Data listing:
▬▬▬▬▬▬▬▬▬▬
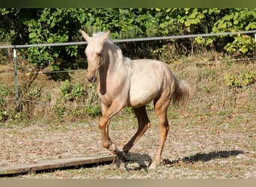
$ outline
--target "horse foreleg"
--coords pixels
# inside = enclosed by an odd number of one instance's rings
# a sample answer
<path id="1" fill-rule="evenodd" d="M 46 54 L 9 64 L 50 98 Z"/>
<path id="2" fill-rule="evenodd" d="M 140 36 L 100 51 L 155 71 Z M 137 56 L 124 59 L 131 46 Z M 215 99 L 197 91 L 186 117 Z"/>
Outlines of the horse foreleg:
<path id="1" fill-rule="evenodd" d="M 139 140 L 146 130 L 150 126 L 150 120 L 147 117 L 146 106 L 133 108 L 134 113 L 138 120 L 138 130 L 131 140 L 124 147 L 124 153 L 127 153 L 132 146 Z"/>
<path id="2" fill-rule="evenodd" d="M 107 148 L 113 154 L 118 155 L 120 151 L 114 144 L 109 134 L 109 123 L 110 119 L 120 111 L 124 106 L 118 102 L 113 102 L 109 108 L 107 108 L 103 104 L 102 105 L 103 116 L 100 117 L 99 127 L 101 131 L 102 144 L 103 147 Z"/>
▬▬▬▬▬▬▬▬▬▬
AIM OF THE TASK:
Update the material above by changing every "foreleg" to "hind leg" and keeping all other lines the same. Leave the pictures out of your answer.

CORRECT OUTPUT:
$ outline
--target "horse hind leg"
--coords pixels
# inside = enclosed by an odd number of one instance's rings
# a sample answer
<path id="1" fill-rule="evenodd" d="M 46 54 L 9 64 L 50 98 Z"/>
<path id="2" fill-rule="evenodd" d="M 140 36 L 100 51 L 155 71 Z M 137 56 L 124 59 L 131 46 Z M 215 99 L 197 91 L 186 117 Z"/>
Outlines of the horse hind leg:
<path id="1" fill-rule="evenodd" d="M 139 140 L 146 130 L 150 126 L 150 120 L 147 117 L 146 106 L 133 108 L 134 113 L 138 120 L 138 130 L 131 140 L 124 147 L 124 153 L 127 153 L 132 146 Z"/>
<path id="2" fill-rule="evenodd" d="M 107 148 L 113 154 L 118 155 L 120 151 L 114 144 L 109 134 L 109 123 L 110 119 L 120 111 L 124 106 L 118 102 L 113 102 L 109 108 L 107 108 L 103 104 L 102 105 L 103 116 L 100 117 L 99 127 L 101 131 L 102 144 L 103 147 Z"/>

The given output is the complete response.